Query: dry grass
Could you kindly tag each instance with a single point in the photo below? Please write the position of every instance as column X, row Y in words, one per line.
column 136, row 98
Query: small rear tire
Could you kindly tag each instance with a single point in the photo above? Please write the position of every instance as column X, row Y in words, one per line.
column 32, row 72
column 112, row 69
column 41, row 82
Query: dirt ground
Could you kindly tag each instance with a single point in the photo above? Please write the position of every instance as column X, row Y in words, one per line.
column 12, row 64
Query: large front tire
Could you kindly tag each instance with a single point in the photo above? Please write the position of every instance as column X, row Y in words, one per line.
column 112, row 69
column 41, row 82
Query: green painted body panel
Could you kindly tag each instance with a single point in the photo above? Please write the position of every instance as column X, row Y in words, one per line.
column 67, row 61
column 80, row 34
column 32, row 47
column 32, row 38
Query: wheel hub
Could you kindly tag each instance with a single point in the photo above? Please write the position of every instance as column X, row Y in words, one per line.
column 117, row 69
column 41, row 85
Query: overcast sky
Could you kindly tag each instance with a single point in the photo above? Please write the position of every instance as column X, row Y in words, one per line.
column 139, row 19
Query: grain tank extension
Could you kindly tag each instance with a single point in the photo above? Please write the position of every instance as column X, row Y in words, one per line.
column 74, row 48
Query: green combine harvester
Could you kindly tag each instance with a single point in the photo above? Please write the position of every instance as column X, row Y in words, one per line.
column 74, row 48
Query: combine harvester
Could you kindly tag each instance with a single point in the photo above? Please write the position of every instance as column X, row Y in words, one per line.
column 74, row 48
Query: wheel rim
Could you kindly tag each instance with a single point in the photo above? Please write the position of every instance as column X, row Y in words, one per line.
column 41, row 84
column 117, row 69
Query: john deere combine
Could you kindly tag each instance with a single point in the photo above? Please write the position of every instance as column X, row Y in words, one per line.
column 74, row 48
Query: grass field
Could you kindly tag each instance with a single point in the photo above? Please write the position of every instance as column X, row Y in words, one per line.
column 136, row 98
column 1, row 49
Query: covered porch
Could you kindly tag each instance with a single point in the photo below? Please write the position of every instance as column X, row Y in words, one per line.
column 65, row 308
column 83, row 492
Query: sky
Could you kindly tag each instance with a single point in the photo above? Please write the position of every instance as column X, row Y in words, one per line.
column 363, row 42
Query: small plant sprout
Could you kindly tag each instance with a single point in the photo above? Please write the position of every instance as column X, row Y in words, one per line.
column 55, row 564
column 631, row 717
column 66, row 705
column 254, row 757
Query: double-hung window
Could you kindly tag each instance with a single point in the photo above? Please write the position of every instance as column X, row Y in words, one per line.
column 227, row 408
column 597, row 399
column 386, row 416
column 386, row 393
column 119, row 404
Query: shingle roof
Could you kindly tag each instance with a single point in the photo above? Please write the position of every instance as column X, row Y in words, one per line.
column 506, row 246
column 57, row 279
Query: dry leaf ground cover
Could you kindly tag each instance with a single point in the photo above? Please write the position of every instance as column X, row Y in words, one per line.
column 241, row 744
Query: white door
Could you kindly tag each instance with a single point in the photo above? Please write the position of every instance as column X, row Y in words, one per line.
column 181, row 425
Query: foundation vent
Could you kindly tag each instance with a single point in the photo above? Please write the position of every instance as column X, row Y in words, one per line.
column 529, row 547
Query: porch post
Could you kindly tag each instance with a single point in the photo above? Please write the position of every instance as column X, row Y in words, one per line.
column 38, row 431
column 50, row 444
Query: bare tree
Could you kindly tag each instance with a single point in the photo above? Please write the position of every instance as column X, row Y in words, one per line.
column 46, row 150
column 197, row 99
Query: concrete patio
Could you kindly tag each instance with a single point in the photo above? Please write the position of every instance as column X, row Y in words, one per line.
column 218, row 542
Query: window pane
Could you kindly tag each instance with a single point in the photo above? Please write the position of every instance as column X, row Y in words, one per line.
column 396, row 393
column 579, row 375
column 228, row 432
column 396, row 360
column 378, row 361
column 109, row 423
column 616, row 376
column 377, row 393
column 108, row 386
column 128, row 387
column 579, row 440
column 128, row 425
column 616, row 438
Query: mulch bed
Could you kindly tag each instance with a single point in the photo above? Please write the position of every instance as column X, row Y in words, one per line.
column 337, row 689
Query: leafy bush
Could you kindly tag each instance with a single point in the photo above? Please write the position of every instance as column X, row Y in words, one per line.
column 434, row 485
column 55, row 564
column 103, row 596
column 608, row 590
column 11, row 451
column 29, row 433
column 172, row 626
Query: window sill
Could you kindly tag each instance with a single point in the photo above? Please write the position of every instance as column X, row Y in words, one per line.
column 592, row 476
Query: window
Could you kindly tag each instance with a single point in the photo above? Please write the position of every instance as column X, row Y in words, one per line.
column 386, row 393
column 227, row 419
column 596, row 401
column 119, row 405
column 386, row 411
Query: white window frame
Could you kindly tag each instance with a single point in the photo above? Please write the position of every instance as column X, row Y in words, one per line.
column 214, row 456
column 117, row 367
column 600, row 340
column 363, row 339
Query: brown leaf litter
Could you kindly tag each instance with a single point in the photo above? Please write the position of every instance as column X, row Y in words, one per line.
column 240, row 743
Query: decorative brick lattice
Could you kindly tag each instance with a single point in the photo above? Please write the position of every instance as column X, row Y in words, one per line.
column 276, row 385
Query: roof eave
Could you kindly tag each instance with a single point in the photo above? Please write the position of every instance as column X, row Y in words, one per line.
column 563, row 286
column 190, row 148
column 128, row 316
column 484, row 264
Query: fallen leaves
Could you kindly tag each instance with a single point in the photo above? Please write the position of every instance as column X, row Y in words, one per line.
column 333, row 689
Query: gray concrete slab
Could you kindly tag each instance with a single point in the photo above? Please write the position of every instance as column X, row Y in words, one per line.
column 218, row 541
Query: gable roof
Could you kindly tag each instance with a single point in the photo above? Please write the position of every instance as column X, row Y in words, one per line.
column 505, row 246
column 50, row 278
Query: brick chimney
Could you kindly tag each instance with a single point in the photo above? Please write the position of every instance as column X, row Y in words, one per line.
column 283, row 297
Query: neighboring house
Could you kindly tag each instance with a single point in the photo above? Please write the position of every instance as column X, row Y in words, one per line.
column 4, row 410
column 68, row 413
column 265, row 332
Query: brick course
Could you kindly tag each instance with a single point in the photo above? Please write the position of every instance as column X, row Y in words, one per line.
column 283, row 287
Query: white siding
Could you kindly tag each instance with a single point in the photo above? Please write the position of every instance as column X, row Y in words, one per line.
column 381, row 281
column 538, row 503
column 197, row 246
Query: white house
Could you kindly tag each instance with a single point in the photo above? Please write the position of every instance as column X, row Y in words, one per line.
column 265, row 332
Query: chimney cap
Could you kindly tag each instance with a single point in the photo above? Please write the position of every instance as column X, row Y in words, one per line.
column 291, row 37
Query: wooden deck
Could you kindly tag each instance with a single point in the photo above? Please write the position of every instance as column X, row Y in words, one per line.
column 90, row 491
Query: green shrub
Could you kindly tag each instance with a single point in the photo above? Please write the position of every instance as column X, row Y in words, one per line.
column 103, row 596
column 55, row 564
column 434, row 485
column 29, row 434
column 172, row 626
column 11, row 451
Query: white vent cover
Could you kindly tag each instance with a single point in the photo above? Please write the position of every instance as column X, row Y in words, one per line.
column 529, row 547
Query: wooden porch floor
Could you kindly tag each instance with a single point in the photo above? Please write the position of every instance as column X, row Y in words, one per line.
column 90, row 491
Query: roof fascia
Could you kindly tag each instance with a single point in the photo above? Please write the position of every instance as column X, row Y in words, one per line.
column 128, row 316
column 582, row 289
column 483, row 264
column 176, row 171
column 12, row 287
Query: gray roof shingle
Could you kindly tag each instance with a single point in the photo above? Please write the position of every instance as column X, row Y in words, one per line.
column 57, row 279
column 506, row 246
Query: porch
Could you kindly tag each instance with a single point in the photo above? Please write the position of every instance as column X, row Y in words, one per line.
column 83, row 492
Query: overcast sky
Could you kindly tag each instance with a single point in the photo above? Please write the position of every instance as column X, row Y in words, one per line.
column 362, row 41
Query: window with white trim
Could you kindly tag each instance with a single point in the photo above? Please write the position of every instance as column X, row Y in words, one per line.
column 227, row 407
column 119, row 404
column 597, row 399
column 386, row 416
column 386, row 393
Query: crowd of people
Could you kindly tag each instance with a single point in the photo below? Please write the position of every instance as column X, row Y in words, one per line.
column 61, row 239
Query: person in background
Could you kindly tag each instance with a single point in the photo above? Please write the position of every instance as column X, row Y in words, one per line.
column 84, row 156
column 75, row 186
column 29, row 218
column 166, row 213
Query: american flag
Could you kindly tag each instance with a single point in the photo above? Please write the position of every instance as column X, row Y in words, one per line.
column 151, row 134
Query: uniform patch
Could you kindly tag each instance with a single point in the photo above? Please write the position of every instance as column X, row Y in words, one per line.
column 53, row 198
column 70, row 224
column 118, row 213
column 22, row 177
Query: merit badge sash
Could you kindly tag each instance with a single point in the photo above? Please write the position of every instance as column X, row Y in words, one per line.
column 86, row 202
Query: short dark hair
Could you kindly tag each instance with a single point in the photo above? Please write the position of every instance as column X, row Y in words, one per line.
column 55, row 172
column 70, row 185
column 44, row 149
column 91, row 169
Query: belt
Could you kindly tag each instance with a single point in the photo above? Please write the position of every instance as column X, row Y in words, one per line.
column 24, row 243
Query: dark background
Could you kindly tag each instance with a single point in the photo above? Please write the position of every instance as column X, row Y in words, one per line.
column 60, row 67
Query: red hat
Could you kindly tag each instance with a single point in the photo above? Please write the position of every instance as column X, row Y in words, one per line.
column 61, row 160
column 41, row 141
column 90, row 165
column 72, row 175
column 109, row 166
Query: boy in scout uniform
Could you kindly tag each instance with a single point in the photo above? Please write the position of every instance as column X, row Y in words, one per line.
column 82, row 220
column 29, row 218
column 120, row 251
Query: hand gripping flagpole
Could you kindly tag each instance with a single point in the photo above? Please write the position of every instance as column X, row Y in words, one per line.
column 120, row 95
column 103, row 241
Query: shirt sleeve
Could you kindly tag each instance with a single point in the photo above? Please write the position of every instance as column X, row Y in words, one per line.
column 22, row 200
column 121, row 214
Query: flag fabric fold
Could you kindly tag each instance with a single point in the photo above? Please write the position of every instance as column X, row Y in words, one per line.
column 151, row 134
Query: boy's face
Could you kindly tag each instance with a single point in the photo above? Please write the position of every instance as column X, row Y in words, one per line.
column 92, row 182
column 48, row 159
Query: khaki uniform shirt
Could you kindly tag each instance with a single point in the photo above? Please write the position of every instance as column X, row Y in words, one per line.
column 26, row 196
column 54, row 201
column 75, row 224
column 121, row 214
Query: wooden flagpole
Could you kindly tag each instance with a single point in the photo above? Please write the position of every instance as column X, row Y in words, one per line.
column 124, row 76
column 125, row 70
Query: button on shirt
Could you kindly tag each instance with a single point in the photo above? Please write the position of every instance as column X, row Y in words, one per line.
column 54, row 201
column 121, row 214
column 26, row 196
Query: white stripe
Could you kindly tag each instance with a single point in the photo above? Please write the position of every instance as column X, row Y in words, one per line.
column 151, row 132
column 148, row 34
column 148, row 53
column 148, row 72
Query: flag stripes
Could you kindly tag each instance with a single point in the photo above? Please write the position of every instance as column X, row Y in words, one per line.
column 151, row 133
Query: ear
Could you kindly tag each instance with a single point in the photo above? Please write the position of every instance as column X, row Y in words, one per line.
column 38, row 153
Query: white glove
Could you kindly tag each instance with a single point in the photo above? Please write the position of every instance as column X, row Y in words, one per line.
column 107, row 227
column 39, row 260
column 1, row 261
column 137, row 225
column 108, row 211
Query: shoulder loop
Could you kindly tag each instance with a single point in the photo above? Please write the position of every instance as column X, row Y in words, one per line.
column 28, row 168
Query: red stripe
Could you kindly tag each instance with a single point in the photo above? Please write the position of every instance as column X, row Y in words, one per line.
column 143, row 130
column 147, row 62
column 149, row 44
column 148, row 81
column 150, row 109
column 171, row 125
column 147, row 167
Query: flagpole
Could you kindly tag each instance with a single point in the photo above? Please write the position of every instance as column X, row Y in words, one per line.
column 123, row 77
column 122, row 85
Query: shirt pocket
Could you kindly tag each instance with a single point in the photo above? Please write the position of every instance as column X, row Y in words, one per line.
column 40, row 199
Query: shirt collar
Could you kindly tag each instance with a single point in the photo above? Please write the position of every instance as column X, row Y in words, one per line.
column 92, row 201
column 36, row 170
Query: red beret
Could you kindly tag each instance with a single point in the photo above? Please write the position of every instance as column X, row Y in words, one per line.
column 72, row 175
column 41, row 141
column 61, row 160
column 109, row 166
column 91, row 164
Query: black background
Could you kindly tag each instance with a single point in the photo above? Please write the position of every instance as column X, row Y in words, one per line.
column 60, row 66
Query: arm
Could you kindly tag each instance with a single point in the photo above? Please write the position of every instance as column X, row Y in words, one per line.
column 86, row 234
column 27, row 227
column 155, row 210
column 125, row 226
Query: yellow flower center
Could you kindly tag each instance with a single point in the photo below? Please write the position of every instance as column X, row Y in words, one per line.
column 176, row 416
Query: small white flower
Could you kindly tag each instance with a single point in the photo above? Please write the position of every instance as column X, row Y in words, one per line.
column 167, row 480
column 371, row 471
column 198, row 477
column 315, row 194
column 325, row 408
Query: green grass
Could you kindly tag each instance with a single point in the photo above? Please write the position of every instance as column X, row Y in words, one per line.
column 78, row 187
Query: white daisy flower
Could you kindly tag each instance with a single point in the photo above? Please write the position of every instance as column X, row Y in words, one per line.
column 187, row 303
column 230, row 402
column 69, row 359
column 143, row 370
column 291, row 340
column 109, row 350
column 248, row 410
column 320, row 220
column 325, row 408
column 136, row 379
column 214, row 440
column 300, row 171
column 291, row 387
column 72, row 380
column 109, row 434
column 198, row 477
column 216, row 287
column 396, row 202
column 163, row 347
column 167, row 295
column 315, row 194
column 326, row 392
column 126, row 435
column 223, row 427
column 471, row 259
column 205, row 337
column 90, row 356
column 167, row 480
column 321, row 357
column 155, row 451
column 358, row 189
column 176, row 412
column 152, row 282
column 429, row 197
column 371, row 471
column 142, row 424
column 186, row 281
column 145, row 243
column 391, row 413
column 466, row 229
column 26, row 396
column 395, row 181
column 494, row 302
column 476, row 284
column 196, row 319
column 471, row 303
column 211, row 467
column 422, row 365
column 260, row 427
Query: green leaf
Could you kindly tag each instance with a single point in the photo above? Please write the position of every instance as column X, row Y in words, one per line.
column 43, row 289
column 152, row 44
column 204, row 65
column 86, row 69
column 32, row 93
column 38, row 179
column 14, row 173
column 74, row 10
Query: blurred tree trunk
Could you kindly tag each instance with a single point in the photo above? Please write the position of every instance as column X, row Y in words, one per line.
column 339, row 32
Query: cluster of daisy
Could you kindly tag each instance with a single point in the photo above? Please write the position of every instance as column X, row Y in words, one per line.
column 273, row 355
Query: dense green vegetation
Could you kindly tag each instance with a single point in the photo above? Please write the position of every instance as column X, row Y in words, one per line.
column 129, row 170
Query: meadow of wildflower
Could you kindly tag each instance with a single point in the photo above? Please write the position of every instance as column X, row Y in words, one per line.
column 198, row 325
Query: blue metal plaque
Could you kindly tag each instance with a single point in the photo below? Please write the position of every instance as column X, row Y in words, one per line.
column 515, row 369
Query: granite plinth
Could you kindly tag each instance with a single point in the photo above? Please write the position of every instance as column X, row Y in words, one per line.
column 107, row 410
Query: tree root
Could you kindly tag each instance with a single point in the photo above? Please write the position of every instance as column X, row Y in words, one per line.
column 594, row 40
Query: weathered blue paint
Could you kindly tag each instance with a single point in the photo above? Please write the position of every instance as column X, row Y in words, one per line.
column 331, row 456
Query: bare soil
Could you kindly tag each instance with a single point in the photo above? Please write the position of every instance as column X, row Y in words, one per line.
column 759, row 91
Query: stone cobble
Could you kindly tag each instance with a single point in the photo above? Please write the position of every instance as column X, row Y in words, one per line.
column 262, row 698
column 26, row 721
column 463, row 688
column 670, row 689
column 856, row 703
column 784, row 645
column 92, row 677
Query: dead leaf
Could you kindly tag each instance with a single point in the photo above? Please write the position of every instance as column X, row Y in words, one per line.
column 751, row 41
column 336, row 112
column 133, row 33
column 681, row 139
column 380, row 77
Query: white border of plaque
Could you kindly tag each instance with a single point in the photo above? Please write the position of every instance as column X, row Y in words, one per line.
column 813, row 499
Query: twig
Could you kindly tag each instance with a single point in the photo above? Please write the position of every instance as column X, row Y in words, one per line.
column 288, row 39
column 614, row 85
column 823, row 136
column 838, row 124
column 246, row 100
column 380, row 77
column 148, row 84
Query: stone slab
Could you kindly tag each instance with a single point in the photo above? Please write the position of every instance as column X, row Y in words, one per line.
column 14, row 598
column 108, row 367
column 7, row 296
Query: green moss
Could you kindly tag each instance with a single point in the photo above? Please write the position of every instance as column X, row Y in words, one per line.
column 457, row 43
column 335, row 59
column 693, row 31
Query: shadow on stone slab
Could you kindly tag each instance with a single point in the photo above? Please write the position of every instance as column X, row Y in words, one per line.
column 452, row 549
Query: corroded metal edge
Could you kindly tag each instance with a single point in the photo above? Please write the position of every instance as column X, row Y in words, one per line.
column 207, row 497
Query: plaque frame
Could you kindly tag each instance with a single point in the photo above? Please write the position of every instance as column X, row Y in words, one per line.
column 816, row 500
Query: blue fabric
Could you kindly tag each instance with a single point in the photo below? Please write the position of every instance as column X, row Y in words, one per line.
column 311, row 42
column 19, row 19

+---+

### Your goal
Rewrite the lines from the one containing "Query: cluster of daisy" through the one containing "column 331, row 456", inclusive, swapping "granite" for "marble" and leaving everything else as it stands. Return only those lines.

### Exercise solution
Query: cluster of daisy
Could you kindly tag each instance with a single point in the photo above? Please write the position of every instance as column X, row Y in words, one per line.
column 273, row 355
Query: dense green vegetation
Could you kindly tag each instance with a single point in the photo above? Please write the position of every instance as column X, row Y in words, one per line.
column 129, row 170
Query: meadow of wildflower
Could you kindly tag each instance with a single point in the photo above? Please write the position of every instance as column X, row Y in words, one per line.
column 198, row 325
Query: blue metal plaque
Could you kindly tag each instance with a single point in the photo below? Please write the position of every instance as column X, row Y in words, one per line.
column 515, row 369
Query: marble plinth
Could you kindly tag each instance with a single point in the photo above? Please write the position of every instance as column X, row Y in words, one per line.
column 107, row 410
Query: tree root
Could you kindly tag each instance with a single point in the photo above? Please write the position of every instance as column X, row Y in words, one per line.
column 594, row 40
Query: weathered blue paint
Could you kindly tag each instance with a single point in the photo above? Please write the position of every instance as column X, row Y in words, one per line.
column 331, row 456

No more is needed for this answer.